* **Dataset content**
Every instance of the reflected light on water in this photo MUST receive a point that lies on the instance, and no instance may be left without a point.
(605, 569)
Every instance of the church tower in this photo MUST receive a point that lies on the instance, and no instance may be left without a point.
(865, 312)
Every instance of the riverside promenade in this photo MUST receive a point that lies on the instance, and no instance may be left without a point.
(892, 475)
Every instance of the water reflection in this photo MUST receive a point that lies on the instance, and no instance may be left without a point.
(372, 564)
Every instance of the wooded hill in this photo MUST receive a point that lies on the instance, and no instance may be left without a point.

---

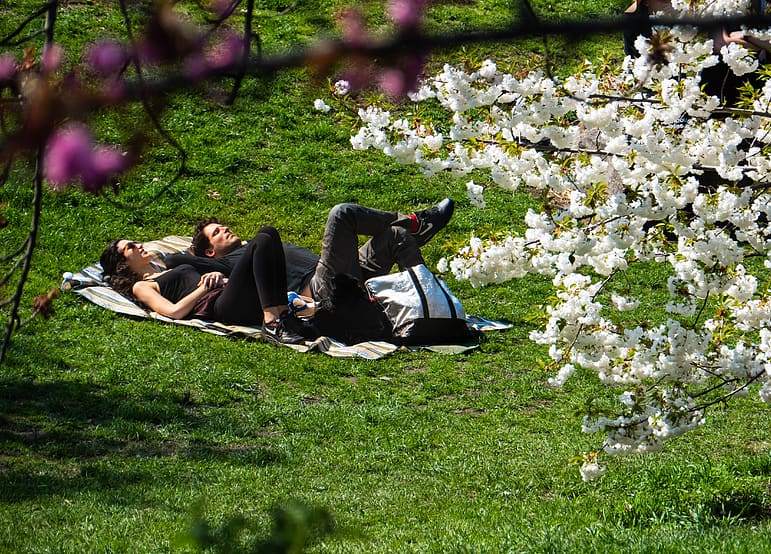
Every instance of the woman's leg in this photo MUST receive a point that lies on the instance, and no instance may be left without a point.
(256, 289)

---

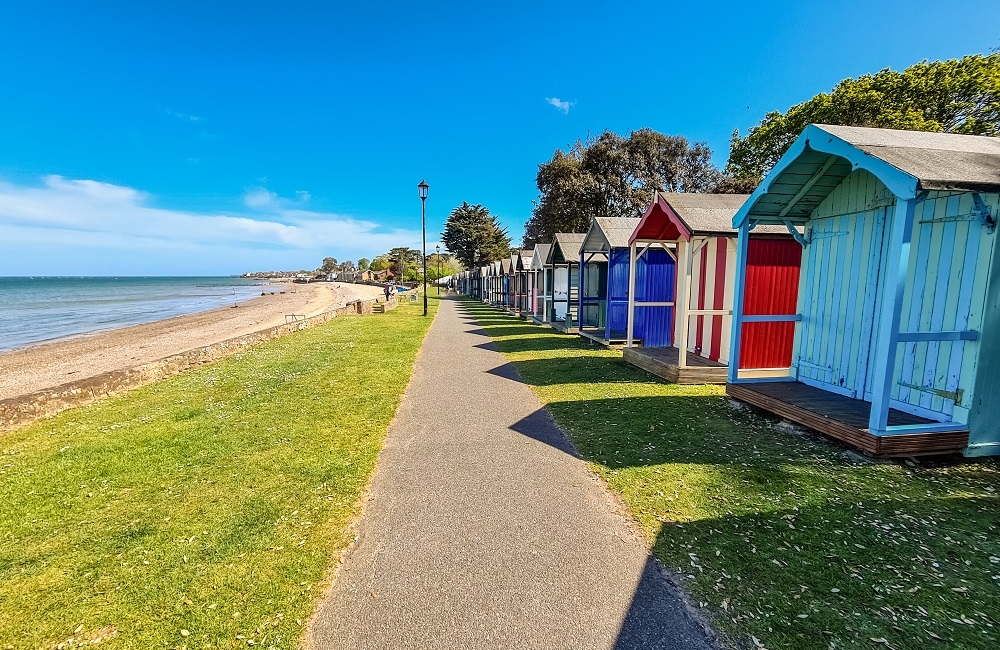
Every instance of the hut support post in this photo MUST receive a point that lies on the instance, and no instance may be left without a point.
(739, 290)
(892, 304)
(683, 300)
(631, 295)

* **Assignment**
Only the lines from the one containing "Every instance of the reflected" through the one containing "Every instance of the wooded" are to be retyped, both boundary lines included, with no other material.

* **Answer section**
Every instance of the reflected light on water in this photo MUST receive a point that lies on the instance, and no instance may be left without a point.
(605, 569)
Every instance of the church tower in this photo MUST receive a point that lies on the instance, and no instance may be left without a point.
(865, 312)
Every instance of the riverside promenade in this photo MUST receive a point that lies on the instance, and no instance may be left without a point.
(892, 475)
Every instance of the water reflection in this photo MUST receive a point that lies on the instance, and no instance may be left without a point.
(372, 564)
Every instance of the wooded hill in this photo MUST receive a point that lies on the instance, and no instance may be left without a point.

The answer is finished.